### [To be done]
Print the records below word for word, but leave out the pictures.

### [Data to process]

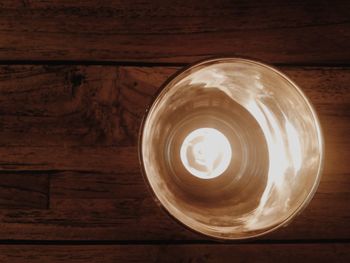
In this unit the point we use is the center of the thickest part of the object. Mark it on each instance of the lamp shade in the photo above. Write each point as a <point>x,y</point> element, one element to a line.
<point>231,148</point>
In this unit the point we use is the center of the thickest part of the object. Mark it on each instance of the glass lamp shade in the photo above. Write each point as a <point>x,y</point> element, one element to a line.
<point>231,148</point>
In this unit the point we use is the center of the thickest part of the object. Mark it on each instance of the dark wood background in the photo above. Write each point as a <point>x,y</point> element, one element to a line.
<point>75,79</point>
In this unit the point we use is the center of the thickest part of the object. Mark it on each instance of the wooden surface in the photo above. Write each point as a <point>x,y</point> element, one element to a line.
<point>75,80</point>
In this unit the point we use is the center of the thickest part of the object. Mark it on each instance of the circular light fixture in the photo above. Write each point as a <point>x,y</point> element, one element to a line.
<point>231,148</point>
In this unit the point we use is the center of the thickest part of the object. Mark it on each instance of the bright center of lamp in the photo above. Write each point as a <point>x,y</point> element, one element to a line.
<point>206,153</point>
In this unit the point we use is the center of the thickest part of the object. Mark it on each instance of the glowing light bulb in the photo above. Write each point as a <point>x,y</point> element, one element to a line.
<point>206,153</point>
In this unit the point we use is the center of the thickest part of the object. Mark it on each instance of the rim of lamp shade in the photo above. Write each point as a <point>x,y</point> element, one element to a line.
<point>177,76</point>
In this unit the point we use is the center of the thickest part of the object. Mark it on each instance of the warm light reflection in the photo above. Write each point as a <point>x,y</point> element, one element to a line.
<point>206,153</point>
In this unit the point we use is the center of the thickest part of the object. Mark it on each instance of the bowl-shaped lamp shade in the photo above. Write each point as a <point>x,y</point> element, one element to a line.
<point>231,148</point>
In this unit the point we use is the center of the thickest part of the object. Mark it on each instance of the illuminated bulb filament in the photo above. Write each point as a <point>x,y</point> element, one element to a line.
<point>206,153</point>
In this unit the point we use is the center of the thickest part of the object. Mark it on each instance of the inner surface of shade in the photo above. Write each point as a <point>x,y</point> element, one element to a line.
<point>232,148</point>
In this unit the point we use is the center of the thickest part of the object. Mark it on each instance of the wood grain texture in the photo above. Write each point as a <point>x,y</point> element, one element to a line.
<point>303,32</point>
<point>78,125</point>
<point>24,190</point>
<point>177,253</point>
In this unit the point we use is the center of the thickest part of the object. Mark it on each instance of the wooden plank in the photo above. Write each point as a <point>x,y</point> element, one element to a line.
<point>177,253</point>
<point>304,32</point>
<point>24,190</point>
<point>96,190</point>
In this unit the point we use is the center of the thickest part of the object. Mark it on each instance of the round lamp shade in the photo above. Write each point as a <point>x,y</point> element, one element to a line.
<point>231,148</point>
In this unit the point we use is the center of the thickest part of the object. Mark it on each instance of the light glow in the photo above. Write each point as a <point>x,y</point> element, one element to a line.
<point>206,153</point>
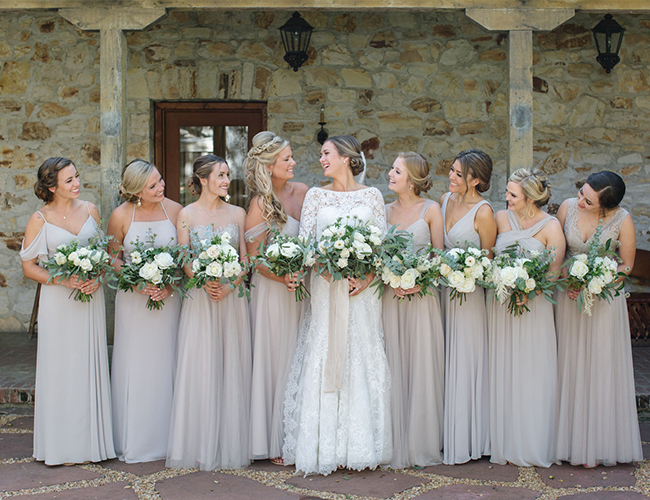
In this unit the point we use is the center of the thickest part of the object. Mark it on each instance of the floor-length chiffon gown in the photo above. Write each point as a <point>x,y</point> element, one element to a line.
<point>275,319</point>
<point>466,413</point>
<point>341,419</point>
<point>72,412</point>
<point>210,410</point>
<point>144,353</point>
<point>523,369</point>
<point>415,348</point>
<point>596,416</point>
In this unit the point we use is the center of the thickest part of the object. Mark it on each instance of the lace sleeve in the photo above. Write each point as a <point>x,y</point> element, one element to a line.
<point>308,214</point>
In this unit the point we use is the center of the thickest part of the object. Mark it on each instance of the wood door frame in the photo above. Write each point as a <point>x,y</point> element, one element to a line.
<point>169,115</point>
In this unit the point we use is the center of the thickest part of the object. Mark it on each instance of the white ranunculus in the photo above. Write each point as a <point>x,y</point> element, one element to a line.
<point>578,269</point>
<point>455,279</point>
<point>164,260</point>
<point>214,269</point>
<point>59,258</point>
<point>408,278</point>
<point>213,251</point>
<point>289,249</point>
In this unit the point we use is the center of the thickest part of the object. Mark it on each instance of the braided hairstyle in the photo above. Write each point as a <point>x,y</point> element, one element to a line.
<point>265,151</point>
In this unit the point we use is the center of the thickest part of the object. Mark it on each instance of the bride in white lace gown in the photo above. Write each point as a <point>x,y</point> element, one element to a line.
<point>339,418</point>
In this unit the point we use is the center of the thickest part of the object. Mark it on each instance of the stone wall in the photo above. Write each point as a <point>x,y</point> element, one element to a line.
<point>434,82</point>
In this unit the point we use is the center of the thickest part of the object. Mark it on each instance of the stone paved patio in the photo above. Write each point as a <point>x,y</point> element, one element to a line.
<point>21,476</point>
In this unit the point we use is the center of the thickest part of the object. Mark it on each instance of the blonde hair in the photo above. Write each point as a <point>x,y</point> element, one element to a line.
<point>534,185</point>
<point>265,151</point>
<point>134,178</point>
<point>418,169</point>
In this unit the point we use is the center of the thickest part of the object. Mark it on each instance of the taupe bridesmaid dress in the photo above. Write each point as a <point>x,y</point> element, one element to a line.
<point>596,418</point>
<point>144,353</point>
<point>72,412</point>
<point>466,430</point>
<point>275,315</point>
<point>415,348</point>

### [Exercise result]
In this unit the point we use is the center of the thickest part of the object. Mark it on each instance of the lamp shade in the photo above. Write each point as a <point>x,y</point> element, one element to a line.
<point>231,148</point>
In this unit the point we use is the center of the thickest part of the object. Mark it on each instance of the glass lamp shade in the photo above. Write each point as a <point>x,y</point> element, one element to a line.
<point>231,148</point>
In this unit the point we use is the center of the thickest part of the object. Mark it on each instance of the dark wood background in the photo above. Write each point as a <point>x,y</point> element, one element to a line.
<point>75,79</point>
In this unit the point we use is the center of the thickest part of the object. Mark it on each instance of the wooden surface in the photo above. Write each point as a <point>x,y</point> element, one element to a line.
<point>75,80</point>
In this unit the point we use is the center of the thickest part of the object. Mark it on each instance of the circular light fixture in the photo above. Write each point as a <point>x,y</point> element, one element to a line.
<point>231,148</point>
In this unit the point we use is the center of the thickest part of the object. Mark it on each instance of the bright center of lamp in the photo above. Write each point as a <point>x,y</point> element, one element to a line.
<point>206,153</point>
In this unit the point we use is the center of the thickest part of the object. Mark it on each instance of the glowing light bulb in the photo above. Write each point as a <point>x,y</point> element, one element to a line.
<point>206,153</point>
In this unit the point we use is the center of the thickest part of the object. Mark it on each instance of the rim of lamp shade in the photo above. Write each point as a <point>x,y</point> element, one element to a line.
<point>177,76</point>
In this unit the point we use is the center of the thickest part of the object. Mark it on each instance of the warm light reflection in the photo above. Write each point as a <point>x,y</point> element, one element to a line.
<point>206,153</point>
In this unit the point we use is the center of the thickest part of the object. Mark it on each instance of the bowl-shaped lamp shade in the photo above. Write each point as a <point>x,y</point> element, one element to a line.
<point>231,148</point>
In this unit the point we use is the center of the thickest part of the object. Mark it on each instance of the illuminated bulb filament in the photo above. Write each point as a <point>x,y</point> element, one element to a line.
<point>206,153</point>
In this unit the point we use is the center of the thickest part of the object. Mark it on each instance of the inner surface of shade in the photo above. Write each point as a <point>x,y</point> element, one element to a line.
<point>232,148</point>
In this unit the point we use is the center of the thickest part of the object. Mark it on each instance of the wood grain texture in the photo above. Write each point as a <point>x,y</point> element, one element to a line.
<point>303,32</point>
<point>78,125</point>
<point>24,190</point>
<point>177,253</point>
In this unit the point we use is the center of the thickest part of the object. Mark it on each instance of the wooden plank in the photo above. Write each point as a <point>x,y</point> element, one element to a line.
<point>177,253</point>
<point>304,32</point>
<point>24,190</point>
<point>96,190</point>
In this unit the point we use is the center of the thickest part of the object. Mark it on each instance of the round lamp shade in the photo above. Write each point as a <point>x,y</point> element, one element to a line.
<point>231,148</point>
In this unit the point we use is the center of the thickest part of the object. Mark it on each instance of the light glow in the photo above. Write each point as a <point>x,y</point> element, one element to a line.
<point>206,153</point>
In this unit the point we use is the center of the thickest part of the object. Mark it on each instance of the floor-length chiffon gown in the photo above. Write each point as a <point>x,y</point> element, one element to a line.
<point>275,319</point>
<point>466,413</point>
<point>341,419</point>
<point>72,412</point>
<point>210,410</point>
<point>144,353</point>
<point>523,369</point>
<point>415,348</point>
<point>596,416</point>
In this unit the point we use is the center of the thickest part of the object. Mark it on each instance of the lace sleeve in the photo above. Write each point as a <point>x,y</point> element, one element to a line.
<point>308,214</point>
In this unit the point we use is the center of the thickest part of the object. Mark it on each instance of the wood door frame in the photo above. Write each point as a <point>x,y</point> element, one element to a line.
<point>169,115</point>
In this unit the point we use is the center of the thickest part of the object. Mark it on each instance of the white ranunculus in the photo above. Write each point as a <point>x,y</point> element, one element to a line.
<point>578,269</point>
<point>455,279</point>
<point>164,260</point>
<point>214,269</point>
<point>59,258</point>
<point>408,278</point>
<point>213,251</point>
<point>289,249</point>
In this unit the point we use is the center of the thickest part of the object. Mark it on each instance of the braided hairstyle in the photo above. Write each point as a <point>x,y</point> element, one element to a line.
<point>265,151</point>
In this unit the point we use is the center of the thickest part of the object. Mark it on each instance of the bride in white lace gown in the photo above. Write each point as a <point>x,y</point> element, one element to a line.
<point>339,418</point>
In this unit the point we use is the center of the thickest part of the object. Mark it on each instance of the stone wall in the photo above. Write each point as a <point>x,y</point> element, one element to a line.
<point>434,82</point>
In this unit the point we use is the center of the thickest part of the object. Mark it on each instance of the stone paved patio in the photo above. Write each point as a <point>x,y</point> element, one element to a line.
<point>21,476</point>
In this unit the point we use is the center of the thickest part of the object. Mark it on each instance of the blonde hair in the photo above. Write each point as a <point>x,y</point> element, one element to a line.
<point>534,185</point>
<point>265,151</point>
<point>134,178</point>
<point>418,169</point>
In this unit the point we use is the center of the thickest part of the object. Mark it on each instance of the taupe bridesmaid dress in the photo above. Write each point as a <point>x,y</point> element, one element to a line.
<point>596,418</point>
<point>144,353</point>
<point>72,412</point>
<point>466,430</point>
<point>275,315</point>
<point>415,348</point>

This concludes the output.